**TASK DETAILS:** Apart from the pictures, every line below is to be set down exactly.

DATA PROVIDED Start Marker

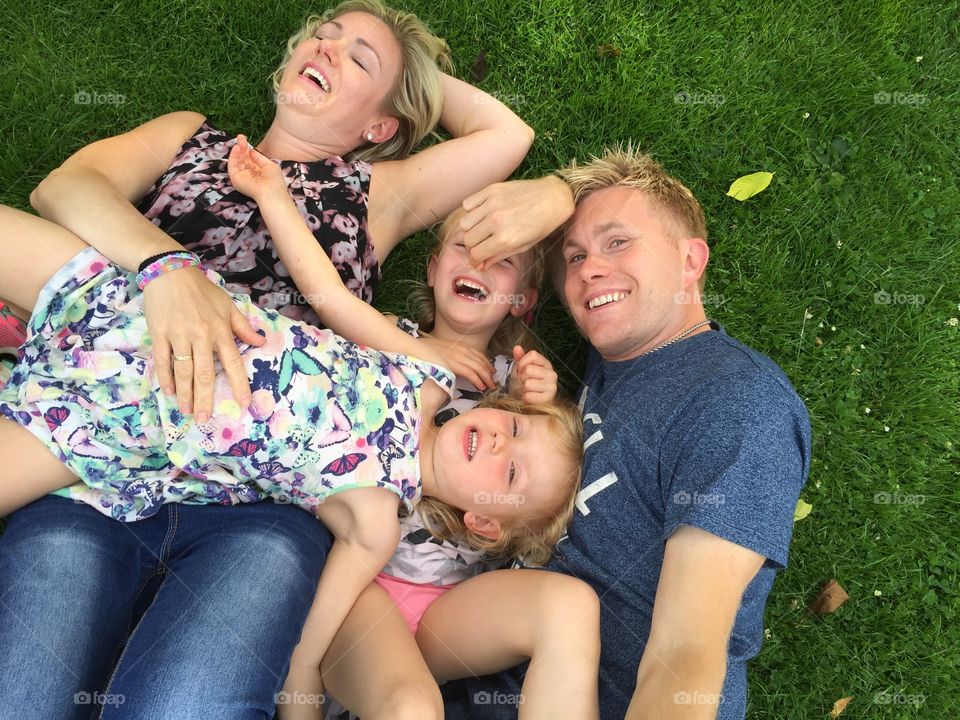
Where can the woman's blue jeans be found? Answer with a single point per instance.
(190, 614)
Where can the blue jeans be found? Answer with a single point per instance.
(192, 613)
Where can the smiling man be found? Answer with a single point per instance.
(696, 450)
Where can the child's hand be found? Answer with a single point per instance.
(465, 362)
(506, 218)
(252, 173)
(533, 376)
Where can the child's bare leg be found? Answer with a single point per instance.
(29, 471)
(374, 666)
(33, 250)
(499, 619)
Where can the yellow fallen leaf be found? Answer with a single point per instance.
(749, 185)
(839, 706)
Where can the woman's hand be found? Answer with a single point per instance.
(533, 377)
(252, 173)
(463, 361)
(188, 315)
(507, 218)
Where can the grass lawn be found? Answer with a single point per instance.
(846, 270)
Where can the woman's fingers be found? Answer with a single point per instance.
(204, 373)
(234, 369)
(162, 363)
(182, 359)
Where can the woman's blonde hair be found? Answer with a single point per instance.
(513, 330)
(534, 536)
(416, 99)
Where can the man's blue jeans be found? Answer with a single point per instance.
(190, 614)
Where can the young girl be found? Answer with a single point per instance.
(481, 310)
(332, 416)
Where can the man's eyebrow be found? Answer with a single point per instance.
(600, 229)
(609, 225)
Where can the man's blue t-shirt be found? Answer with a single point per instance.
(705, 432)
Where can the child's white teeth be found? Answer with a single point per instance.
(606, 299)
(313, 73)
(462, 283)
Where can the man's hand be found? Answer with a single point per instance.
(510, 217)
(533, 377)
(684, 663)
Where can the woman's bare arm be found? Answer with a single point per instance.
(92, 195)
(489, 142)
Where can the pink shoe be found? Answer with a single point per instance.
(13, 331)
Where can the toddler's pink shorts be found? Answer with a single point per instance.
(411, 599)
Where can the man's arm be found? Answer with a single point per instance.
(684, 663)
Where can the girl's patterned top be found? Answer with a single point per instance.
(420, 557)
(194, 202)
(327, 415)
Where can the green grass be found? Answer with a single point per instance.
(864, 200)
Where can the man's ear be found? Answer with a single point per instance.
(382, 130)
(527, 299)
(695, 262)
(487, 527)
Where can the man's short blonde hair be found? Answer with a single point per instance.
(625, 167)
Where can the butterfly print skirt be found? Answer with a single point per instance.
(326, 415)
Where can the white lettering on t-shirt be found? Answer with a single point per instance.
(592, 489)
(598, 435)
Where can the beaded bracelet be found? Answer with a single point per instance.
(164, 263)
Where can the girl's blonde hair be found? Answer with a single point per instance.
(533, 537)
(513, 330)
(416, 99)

DATA PROVIDED End Marker

**SOLUTION FOR THIS TASK:**
Where can the woman's blue jeans be found? Answer with a single point per instance.
(190, 614)
Where can the blue jeans be found? Answer with a single point per instance.
(192, 613)
Where can the smiling man be found? Answer with a single point per instance.
(696, 450)
Where can the child's hand be found? Answer with a single point per instance.
(465, 362)
(506, 218)
(252, 173)
(533, 376)
Where can the child's bare leg be found? Answer with a single point per instance.
(29, 471)
(374, 666)
(33, 250)
(499, 619)
Where can the yellow fallen leaf be found? Answer with a single point per instance.
(749, 185)
(839, 706)
Where can the woman's hand be found? Answer with a single point per instance.
(533, 377)
(252, 173)
(463, 361)
(188, 315)
(507, 218)
Where can the grass lawn be found? Answer with a single point per instance.
(846, 270)
Where can the woman's fingers be found? Answer with a single point per instance.
(204, 373)
(234, 369)
(162, 363)
(182, 359)
Where can the woman's blonde hair be found? Answer with a single point per instance.
(513, 330)
(534, 536)
(416, 99)
Where can the man's blue jeans be found? Answer with a single point per instance.
(190, 614)
Where can the young girl be found? Answer with a single point per instance.
(481, 310)
(332, 416)
Where can the man's eyebrow be found? Answer with a single point per instance.
(600, 229)
(609, 225)
Where can the man's blue t-shirt be found? Answer with a single point per instance.
(705, 432)
Where can the child's white teeth be found? Answer with a single point per instance.
(606, 299)
(313, 73)
(462, 283)
Where can the man's hand be found? Answer with a single point per instance.
(510, 217)
(533, 377)
(684, 663)
Where can the woman's bare arm be found? Answer with a single point per instance.
(92, 195)
(489, 142)
Where can the pink shoe be found? Answer with a single point per instance.
(13, 331)
Where can the toddler's pink shorts be found? Answer with a single point per instance.
(411, 599)
Where can the man's arm be found? Answer with a single point per instance.
(684, 663)
Where can the girl's patterned top be found? Answer with a single point per instance.
(420, 557)
(194, 202)
(327, 415)
Where can the green grass be found? Answer with a single point per instance.
(864, 200)
Where can the man's ear be found? Answer with a single point per instance.
(382, 130)
(527, 299)
(695, 262)
(487, 527)
Where can the man's short blonde hair be found? Answer with a single point per instance.
(625, 167)
Where can the butterfly print skirt be found? Answer with a single point per instance.
(326, 415)
Where can the white lettering on t-shirt be found? Answer with a single point per instance.
(592, 489)
(598, 435)
Where can the beaded bracelet be found? Answer with a single point per instance.
(164, 263)
Where can the girl's blonde hair be found? Answer with a single point per instance.
(533, 537)
(513, 330)
(416, 99)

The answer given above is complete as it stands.